*Input material*
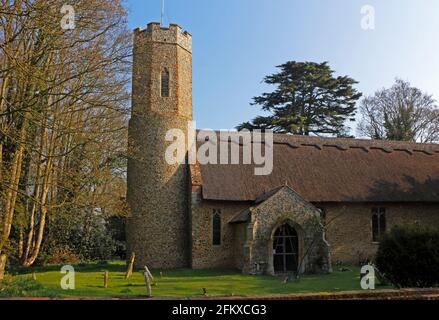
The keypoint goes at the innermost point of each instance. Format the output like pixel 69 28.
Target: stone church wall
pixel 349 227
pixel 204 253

---

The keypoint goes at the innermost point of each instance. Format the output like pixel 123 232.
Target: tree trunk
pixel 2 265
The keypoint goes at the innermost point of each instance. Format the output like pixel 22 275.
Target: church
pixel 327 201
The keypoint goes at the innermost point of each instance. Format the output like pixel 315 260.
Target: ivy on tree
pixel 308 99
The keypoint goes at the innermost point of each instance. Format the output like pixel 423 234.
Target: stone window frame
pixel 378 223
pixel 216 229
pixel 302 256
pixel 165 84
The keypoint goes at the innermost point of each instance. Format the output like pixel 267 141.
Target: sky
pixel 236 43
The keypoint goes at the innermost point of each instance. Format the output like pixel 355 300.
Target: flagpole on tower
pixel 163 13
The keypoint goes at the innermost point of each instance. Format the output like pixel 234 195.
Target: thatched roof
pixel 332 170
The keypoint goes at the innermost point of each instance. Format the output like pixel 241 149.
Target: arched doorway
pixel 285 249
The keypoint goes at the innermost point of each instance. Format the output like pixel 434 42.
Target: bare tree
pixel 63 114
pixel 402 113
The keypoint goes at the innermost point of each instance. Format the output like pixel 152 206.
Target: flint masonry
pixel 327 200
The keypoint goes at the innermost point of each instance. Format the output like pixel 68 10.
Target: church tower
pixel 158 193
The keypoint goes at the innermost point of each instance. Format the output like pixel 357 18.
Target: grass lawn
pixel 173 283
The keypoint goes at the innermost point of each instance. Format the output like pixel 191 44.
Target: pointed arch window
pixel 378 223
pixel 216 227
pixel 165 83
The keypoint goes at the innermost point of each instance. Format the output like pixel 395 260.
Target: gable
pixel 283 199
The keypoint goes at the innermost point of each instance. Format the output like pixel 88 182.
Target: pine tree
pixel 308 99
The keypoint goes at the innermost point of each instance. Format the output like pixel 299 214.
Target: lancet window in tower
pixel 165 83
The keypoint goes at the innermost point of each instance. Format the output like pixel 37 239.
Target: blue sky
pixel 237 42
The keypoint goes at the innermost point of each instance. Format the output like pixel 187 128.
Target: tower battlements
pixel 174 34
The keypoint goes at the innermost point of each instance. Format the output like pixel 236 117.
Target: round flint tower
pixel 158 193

*Work to be completed*
Begin at the line that has "pixel 69 28." and stop after the line that has "pixel 204 253", then recast that data as a two-column CSV headed instruction and response. Give one row for each instruction with its response, putting each in a single quoted field and turning line breaks into spaces.

*Problem solution*
instruction,response
"The keypoint goes at the innermost point of each instance. Format the output like pixel 69 28. Target: stone church wall","pixel 349 227 pixel 204 253"